◆ **DOCUMENT**:
--

Mr. Powell’s data problems
When I was learning applied econometrics, I remember my classmates and I kept hearing a phrase from our professors over and over again: "garbage in, garbage out."
The point they were making is as budding empirical economists it was important we understood "the quality" of the data we are using in our analysis. They pushed us to ask uncomfortable questions such as: "Is the data you are using really measuring what you think it is measuring?" Also, "Are you examining the 'correct' relationships that theory tells you should exist in the data?" If not, the output (and thus inference) from your analysis is garbage.
I wonder if Fed Chair Jay Powell has ever taken an econometrics course? Unfortunately, it appears he hasn't.
Powell the Job Openings Stat
One of Powell's most favorite statistics is the job openings stat from the BLS. Powell has stated on several occasions that he will continue to raise interest rates as long as labor markets remain "tight" – or as long as the job openings greatly exceed the number of unemployed workers.
So, what is this "job openings" statistic and is it really measuring what Powell thinks it is measuring? The JOLT or Job Openings and Labor Turnover statistic is complied each month by the Bureau of Labor Statistics from establishment surveys. They have been putting the statistic together since 1998 and first released to the public in 2002.

--

◆ **DATA EXCERPT**:
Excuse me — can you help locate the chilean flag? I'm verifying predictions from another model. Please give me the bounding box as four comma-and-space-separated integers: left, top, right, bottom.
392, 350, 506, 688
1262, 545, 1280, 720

--

◆ **WHAT THE TASK REQUIRES**:
Condense the paragraph of the article on Mr. Powell's data problems that begins "The point they were making" into a short bulleted list that keeps its main facts.

◆ **COMPLETE OUTPUT**:
- The professors' point: budding empirical economists must understand the quality of the data in their analysis.
- They pushed students to ask uncomfortable questions:
  - Is the data really measuring what you think it measures?
  - Are you examining the "correct" relationships that theory says should exist in the data?
- If not, the analysis's output, and therefore its inference, is garbage.